(Free-text object descriptions)
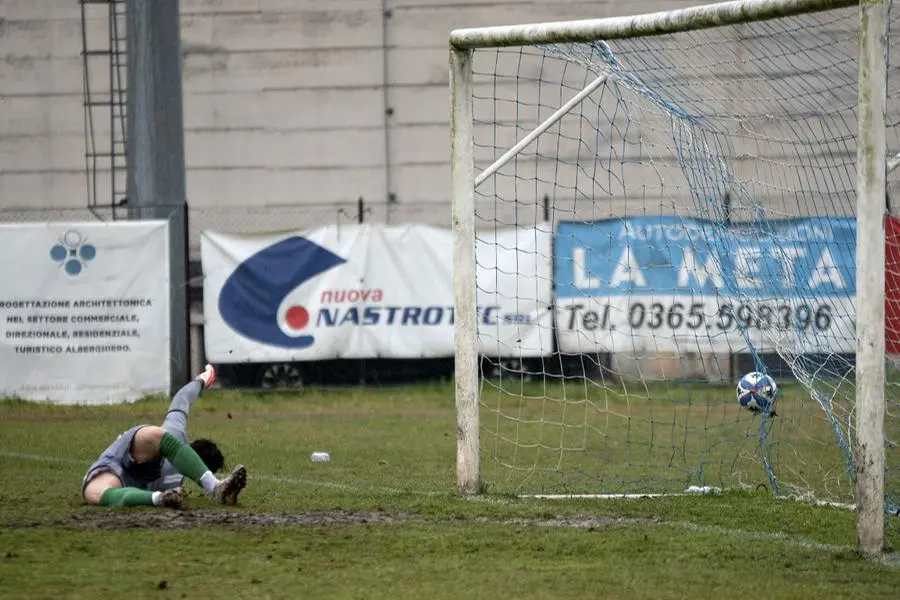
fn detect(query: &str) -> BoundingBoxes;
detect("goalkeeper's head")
[190,438,225,473]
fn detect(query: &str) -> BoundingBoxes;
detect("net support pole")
[451,46,480,496]
[475,73,608,188]
[855,0,887,555]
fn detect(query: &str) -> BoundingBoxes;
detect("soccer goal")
[450,0,897,553]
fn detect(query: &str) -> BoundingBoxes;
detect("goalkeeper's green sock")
[158,431,218,494]
[99,487,164,507]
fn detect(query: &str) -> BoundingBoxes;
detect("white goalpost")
[856,0,888,554]
[450,0,892,553]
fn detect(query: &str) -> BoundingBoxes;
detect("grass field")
[1,380,898,599]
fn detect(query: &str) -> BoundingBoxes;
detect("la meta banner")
[554,216,857,355]
[201,223,553,362]
[0,221,171,404]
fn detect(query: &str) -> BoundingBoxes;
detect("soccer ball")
[736,371,778,413]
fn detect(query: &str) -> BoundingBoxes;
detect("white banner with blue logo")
[554,216,856,354]
[0,221,171,404]
[201,224,553,362]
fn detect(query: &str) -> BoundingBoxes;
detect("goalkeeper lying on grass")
[82,364,247,509]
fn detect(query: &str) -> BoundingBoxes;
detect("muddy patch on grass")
[7,511,660,531]
[51,509,407,530]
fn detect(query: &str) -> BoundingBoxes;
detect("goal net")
[451,0,899,531]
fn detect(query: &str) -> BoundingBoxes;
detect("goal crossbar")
[449,0,857,49]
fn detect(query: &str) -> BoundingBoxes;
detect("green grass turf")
[0,380,897,599]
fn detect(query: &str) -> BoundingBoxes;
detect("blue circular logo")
[65,259,83,276]
[79,244,96,261]
[50,244,67,262]
[50,231,96,276]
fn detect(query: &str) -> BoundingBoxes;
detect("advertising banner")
[0,221,171,404]
[476,222,554,358]
[554,216,856,355]
[202,224,553,362]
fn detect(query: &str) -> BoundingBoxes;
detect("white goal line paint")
[0,450,444,498]
[0,450,858,509]
[0,450,856,508]
[0,451,79,464]
[528,492,858,511]
[257,473,446,497]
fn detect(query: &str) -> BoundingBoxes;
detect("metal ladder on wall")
[80,0,128,220]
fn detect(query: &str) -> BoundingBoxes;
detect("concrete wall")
[0,0,884,257]
[0,0,721,251]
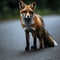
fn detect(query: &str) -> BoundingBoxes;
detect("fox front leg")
[31,30,37,50]
[25,30,30,51]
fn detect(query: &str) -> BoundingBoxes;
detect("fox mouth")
[24,18,32,24]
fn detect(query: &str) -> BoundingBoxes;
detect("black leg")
[31,31,37,50]
[25,39,29,50]
[37,33,44,49]
[25,30,29,51]
[40,39,44,49]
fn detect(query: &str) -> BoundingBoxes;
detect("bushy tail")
[43,29,58,47]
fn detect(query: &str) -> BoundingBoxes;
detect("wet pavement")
[0,15,60,60]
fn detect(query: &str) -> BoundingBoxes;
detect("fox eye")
[29,11,33,14]
[23,11,27,13]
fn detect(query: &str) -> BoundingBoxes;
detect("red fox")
[19,1,58,51]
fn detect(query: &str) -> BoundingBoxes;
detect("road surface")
[0,15,60,60]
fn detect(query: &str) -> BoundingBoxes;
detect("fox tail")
[43,29,58,47]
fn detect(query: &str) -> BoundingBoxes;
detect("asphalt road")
[0,15,60,60]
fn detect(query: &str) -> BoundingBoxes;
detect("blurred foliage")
[0,0,60,20]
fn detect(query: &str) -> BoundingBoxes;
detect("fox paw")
[40,46,44,49]
[25,47,29,51]
[31,46,37,50]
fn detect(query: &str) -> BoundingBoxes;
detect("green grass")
[35,9,60,15]
[0,9,19,22]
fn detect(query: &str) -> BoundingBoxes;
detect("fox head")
[19,1,36,19]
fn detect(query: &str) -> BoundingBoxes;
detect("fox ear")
[19,1,26,9]
[30,1,36,10]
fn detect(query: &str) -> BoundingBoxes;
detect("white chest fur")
[21,18,35,31]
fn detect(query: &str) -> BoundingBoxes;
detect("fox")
[19,1,58,51]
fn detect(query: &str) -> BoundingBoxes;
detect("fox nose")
[27,16,29,18]
[26,15,30,18]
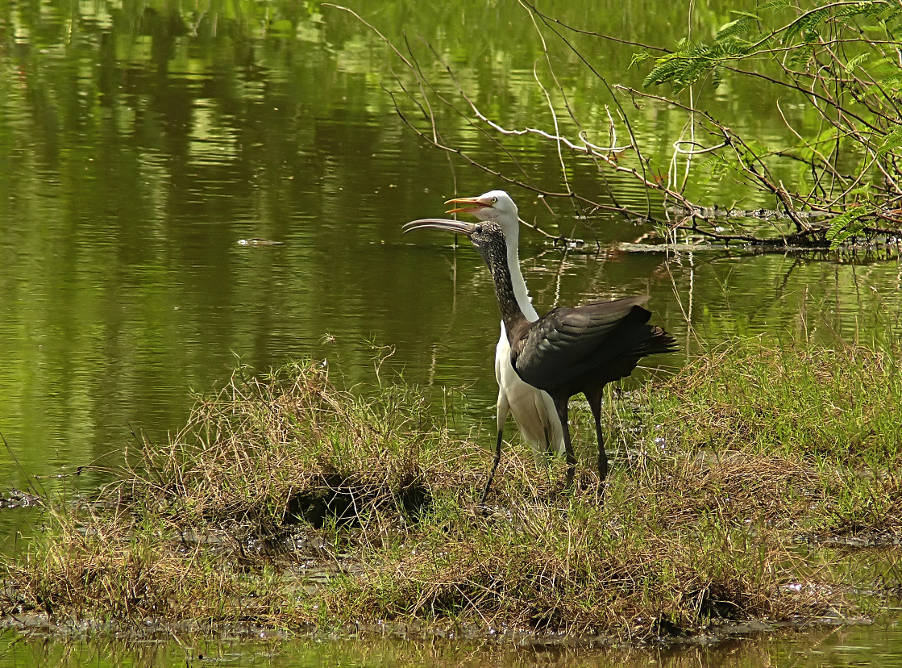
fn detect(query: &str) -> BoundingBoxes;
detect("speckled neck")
[502,224,538,322]
[474,226,528,343]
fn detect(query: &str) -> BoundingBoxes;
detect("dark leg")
[585,388,608,484]
[553,397,576,488]
[479,427,504,505]
[543,424,552,458]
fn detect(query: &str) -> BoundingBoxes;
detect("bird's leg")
[554,398,575,488]
[480,392,509,504]
[586,388,608,499]
[480,427,504,505]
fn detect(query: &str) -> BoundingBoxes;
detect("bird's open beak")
[444,196,490,215]
[402,218,476,236]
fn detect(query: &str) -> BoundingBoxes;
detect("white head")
[444,190,519,236]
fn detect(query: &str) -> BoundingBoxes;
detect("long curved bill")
[444,196,488,215]
[402,218,476,236]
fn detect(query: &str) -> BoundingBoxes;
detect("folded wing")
[512,296,675,392]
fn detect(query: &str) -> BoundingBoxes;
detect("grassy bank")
[2,339,901,642]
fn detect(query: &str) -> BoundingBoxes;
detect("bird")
[407,190,565,502]
[403,215,676,499]
[443,192,566,457]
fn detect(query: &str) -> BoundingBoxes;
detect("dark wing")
[512,296,675,392]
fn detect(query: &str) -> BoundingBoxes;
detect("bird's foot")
[573,472,607,505]
[593,481,608,506]
[576,471,598,492]
[474,498,506,517]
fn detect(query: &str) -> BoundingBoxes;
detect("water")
[3,620,902,666]
[0,0,900,662]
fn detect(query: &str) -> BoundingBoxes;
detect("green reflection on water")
[1,0,900,491]
[1,0,902,663]
[3,620,902,666]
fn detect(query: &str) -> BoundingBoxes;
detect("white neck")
[500,219,539,322]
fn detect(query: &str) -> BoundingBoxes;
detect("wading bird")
[403,216,676,499]
[418,192,565,471]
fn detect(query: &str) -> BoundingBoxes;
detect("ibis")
[403,215,676,499]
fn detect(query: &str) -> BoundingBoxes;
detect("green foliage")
[758,0,792,9]
[783,2,885,43]
[826,206,872,248]
[640,1,901,243]
[644,2,889,90]
[643,9,765,89]
[877,126,902,158]
[629,50,653,68]
[842,52,870,73]
[715,12,759,40]
[783,6,832,42]
[643,32,755,90]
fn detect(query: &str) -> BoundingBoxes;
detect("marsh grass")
[2,341,900,642]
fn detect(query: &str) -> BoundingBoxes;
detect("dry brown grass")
[2,341,900,642]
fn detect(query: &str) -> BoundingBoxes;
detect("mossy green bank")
[2,338,900,642]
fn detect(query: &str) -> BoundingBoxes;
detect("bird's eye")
[491,197,497,204]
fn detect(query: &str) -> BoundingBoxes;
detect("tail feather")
[636,325,678,358]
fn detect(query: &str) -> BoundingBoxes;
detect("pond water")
[0,0,900,663]
[3,619,902,666]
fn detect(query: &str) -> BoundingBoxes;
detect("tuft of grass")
[613,337,902,541]
[2,343,901,642]
[637,339,902,462]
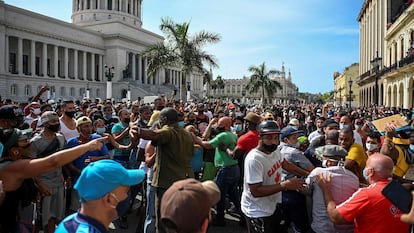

§ EXERCISE:
With the pictures omitted, print each line of the data above precisely as given.

§ OUTPUT FOR THIS TASK:
fn detect(query: &str) -> BoundingBoxes;
detect("goalkeeper's head")
[190,438,225,473]
fn detect(query: &str) -> BoundingBoxes;
detect("net support pole")
[451,46,480,496]
[475,73,608,188]
[855,0,887,555]
fn detect(query: &str) -> BoundingBoxes;
detect("soccer goal")
[450,0,897,553]
fn detect(query: &str) -> BoundingBoxes;
detect("goalkeeper's green sock")
[158,431,218,494]
[99,487,164,507]
fn detect(query: &str) -> BoundingBoxes;
detect("white goalpost")
[856,0,888,554]
[450,0,892,553]
fn detect(query: &str) -> BoundingBoxes;
detect("grass field")
[1,380,898,599]
fn detect(query: &str) -> BoundingBoxes;
detect("la meta banner")
[554,216,857,355]
[201,223,553,362]
[0,221,171,404]
fn detect(query: &str) -> BoundingBoxes;
detect("soccer ball")
[736,371,778,413]
fn detect(query: &str) -> BoundingBoxes;
detect("white banner with blue logo")
[554,216,856,354]
[0,221,171,404]
[201,224,553,362]
fn detect(query: &str) -> BoundingBoxes;
detect("goalkeeper lying on grass")
[82,364,247,509]
fn detect(query: &str) -> BoundingBoxes;
detect("muddy patch on grass")
[7,511,660,531]
[51,509,407,530]
fn detect(query: &str) -> BoundingBoxes;
detect("goal net")
[451,0,899,531]
fn detect(query: &str) -> BoundingBoxes;
detect("goal crossbar")
[449,0,857,49]
fn detect(query: &str) -> BoundingBoxes;
detect("green grass turf")
[0,380,897,599]
fn detect(query: &str) -> BoundingBoxes;
detect("blue circular logo")
[65,259,83,276]
[79,244,96,261]
[50,244,67,262]
[50,231,96,276]
fn detect(query: &str) -> BoundingBoxes;
detect("advertising banner")
[0,221,171,404]
[476,222,554,358]
[554,216,856,355]
[202,224,553,362]
fn detect(query: &str) -> BoundingBoxes;
detect("white goal line paint")
[0,450,444,498]
[0,450,858,509]
[0,450,856,508]
[0,451,79,464]
[528,492,858,511]
[257,473,446,497]
fn detect(query: &str) -> BoundingBoxes;
detect("metal ladder on wall")
[80,0,128,220]
fn detect(query: &str) -> BoundingBoxes;
detect("concrete wall")
[0,0,884,257]
[0,0,721,251]
fn detect(query: &str) -> BoundingBoxes;
detect("fox front leg")
[31,30,37,50]
[25,30,30,51]
fn detect(query: &str) -> BoundingBoxes;
detect("fox mouth")
[24,18,32,24]
fn detect(query: &str) -> BoundingBoxes;
detect("black leg")
[31,31,37,50]
[25,39,29,50]
[37,33,44,49]
[25,30,29,51]
[40,39,44,49]
fn detect(query: &str) -> BoundingBoxes;
detect("bushy tail")
[43,29,58,47]
fn detect(query: &str) -> BoundingBoxes;
detect("wet pavement")
[0,15,60,60]
fn detect(query: &str) -> BoundingBoxes;
detect("fox eye")
[29,11,33,14]
[23,11,27,13]
fn detect(query: &str) -> BoundingBoxes;
detect("red fox")
[19,1,58,51]
fn detect(query: &str) -> BoundingBoxes;
detect("road surface")
[0,15,60,60]
fn detect(query: &str) -> BoundingBoxes;
detect("fox tail")
[43,29,58,47]
fn detect(query: &str) -> BoundingBoxes;
detect("asphalt road")
[0,15,60,60]
fn detect(query: &str) -> BoundingBoxes;
detect("blurred foliage")
[0,0,60,20]
fn detect(query: &str) -> BoundingBoxes;
detect("fox paw")
[40,46,44,49]
[25,47,29,51]
[31,46,37,50]
fn detect(query: &str) -> BoundingBoxes;
detect("green grass")
[35,9,60,15]
[0,9,19,22]
fn detect(query: &str) -> BoundingBoxes;
detect("fox head")
[19,1,36,19]
fn detect(query: &str) -> BoundingBoxes;
detect("fox ear")
[19,1,26,9]
[30,1,36,10]
fn detect(query: &str) -> BoundingBoxes;
detect("white chest fur")
[21,18,35,31]
fn detect(query: &str) -> BoundingBoxes;
detect("fox")
[19,1,58,51]
fn detect(query: &str) -> BoundingBoxes;
detect("fox nose")
[27,16,29,18]
[26,15,30,18]
fn detect(query: &str) -> BoundingBoxes;
detect("speckled neck")
[502,224,538,322]
[474,226,528,343]
fn detect(query: &str) -> BoundingBoxes;
detect("dark leg")
[585,388,608,484]
[553,397,576,488]
[479,427,504,505]
[543,424,552,458]
fn detect(query: &str) -> BoundingBoxes;
detect("bird's leg")
[554,398,575,488]
[480,392,509,504]
[586,388,608,499]
[480,427,504,505]
fn detect(query: &str) -> BoundingBoxes;
detect("bird's open beak")
[444,196,490,215]
[402,218,476,236]
fn detect(query: &str) -> BoundingBoxes;
detect("white head")
[444,190,519,236]
fn detect(query: &str) -> BoundingBoxes;
detect("long curved bill")
[444,196,488,215]
[402,218,476,236]
fn detect(query: &str) -> BoundingBoxes;
detect("folded wing")
[512,296,675,392]
fn detect(query: &str) -> BoundingBoxes;
detect("grassy bank")
[2,339,901,642]
fn detect(query: &str) -> BoundingBoxes;
detect("bird")
[407,190,565,502]
[403,215,676,499]
[443,192,566,457]
fn detect(query: &str) -> BoundingBoxes;
detect("dark wing")
[512,296,675,392]
fn detect(query: &str) -> BoundingBoxes;
detect("bird's foot")
[573,472,607,505]
[593,481,608,506]
[576,471,598,492]
[474,498,506,517]
fn detect(query: &str) -> BoundingBoxes;
detect("water")
[3,620,902,666]
[0,0,900,662]
fn detect(query: &str) -> BoundingBoxes;
detect("green reflection on water")
[1,0,900,491]
[1,0,902,663]
[3,620,902,666]
fn detect(query: &str) -> BoundingBoxes;
detect("white neck")
[500,219,539,322]
fn detect(query: &str) -> BoundingBoxes;
detect("wading bird")
[403,216,676,499]
[418,192,565,471]
fn detect(query: &str) -> BoundingBoxes;
detect("ibis")
[403,215,676,499]
fn detect(query: &str) -> BoundingBoxes;
detect("green foliage")
[758,0,792,9]
[783,2,885,43]
[826,206,872,248]
[640,1,901,243]
[644,2,889,90]
[643,9,765,89]
[877,126,902,158]
[629,50,653,68]
[842,52,870,73]
[715,12,759,40]
[783,6,832,42]
[643,32,755,90]
fn detect(query: &str) -> BoundingBoxes;
detect("marsh grass")
[2,341,900,642]
fn detect(query: &str) -> BoundingBoxes;
detect("dry brown grass")
[2,341,900,642]
fn detect(query: &str) -> BoundingBoxes;
detect("mossy green bank")
[2,338,900,642]
fn detect(query: &str) -> BoundingBoxes;
detect("bird's eye")
[491,197,497,204]
fn detect(query: &str) -> BoundingBoxes;
detect("tail feather")
[636,325,678,358]
fn detect(query: &str) -> BoundingBoxes;
detect("pond water")
[0,0,900,663]
[3,619,902,666]
fn detect(query: &str) -> BoundingBoxes;
detect("tuft of grass")
[613,337,902,541]
[2,343,901,642]
[637,339,902,462]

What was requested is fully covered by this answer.